PASSAGE GIVEN:
○ ○ ○ ○ ○

The reason urban legends work so well isn’t because they’re scary, but because they’ve happened to someone you know. It’s not a fictional story in a book anymore, but a shared tale of a community or locality, giving them more credence than any ghost story we can ever come up with.
Even if most of the popular urban legends we know of are likely to be entirely fictional, they’re worth mentioning because they don’t seem to go away. If someone accidentally mistook a bunch of rocks for a race of giant people living in the mountains, the myth would quickly vanish, as it wouldn’t be corroborated by anyone else. The only reason people would continue to believe it is if they kept finding clues that prove the theory correct. That plausibility – combined with our inherent fear of an unknown place – is what makes these urban legends from around the world so scary.

○ ○ ○ ○ ○

EXTRACTED RECORDS:

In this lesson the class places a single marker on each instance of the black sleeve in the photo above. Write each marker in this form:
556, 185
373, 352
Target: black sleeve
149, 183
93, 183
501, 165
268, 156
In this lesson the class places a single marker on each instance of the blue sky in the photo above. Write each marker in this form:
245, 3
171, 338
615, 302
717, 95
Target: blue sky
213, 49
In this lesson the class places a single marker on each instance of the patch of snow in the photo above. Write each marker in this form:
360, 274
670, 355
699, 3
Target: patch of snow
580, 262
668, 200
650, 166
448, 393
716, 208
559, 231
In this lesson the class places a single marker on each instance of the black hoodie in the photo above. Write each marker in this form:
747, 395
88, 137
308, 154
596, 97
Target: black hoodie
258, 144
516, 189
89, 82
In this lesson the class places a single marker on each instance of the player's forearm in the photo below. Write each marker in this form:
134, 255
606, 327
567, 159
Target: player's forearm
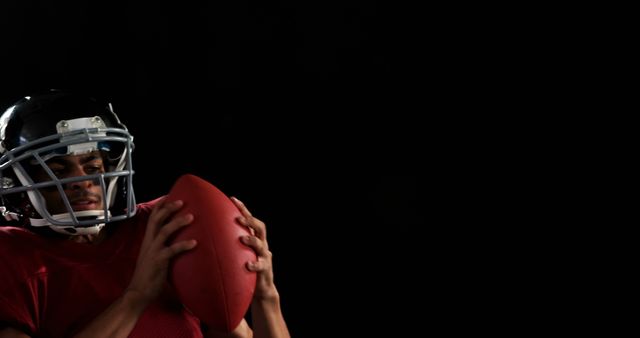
267, 318
118, 320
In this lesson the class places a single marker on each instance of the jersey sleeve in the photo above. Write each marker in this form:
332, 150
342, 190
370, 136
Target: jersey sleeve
19, 290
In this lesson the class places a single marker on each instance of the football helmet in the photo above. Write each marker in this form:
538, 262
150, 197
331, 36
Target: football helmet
39, 128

○ ○ ○ ○ ○

PROBLEM TO SOLVE:
Quote the passage on urban legends in full, word for word. The entries have no connection to the passage on urban legends.

EXPECTED OUTPUT:
The reason urban legends work so well isn’t because they’re scary, but because they’ve happened to someone you know. It’s not a fictional story in a book anymore, but a shared tale of a community or locality, giving them more credence than any ghost story we can ever come up with.
Even if most of the popular urban legends we know of are likely to be entirely fictional, they’re worth mentioning because they don’t seem to go away. If someone accidentally mistook a bunch of rocks for a race of giant people living in the mountains, the myth would quickly vanish, as it wouldn’t be corroborated by anyone else. The only reason people would continue to believe it is if they kept finding clues that prove the theory correct. That plausibility – combined with our inherent fear of an unknown place – is what makes these urban legends from around the world so scary.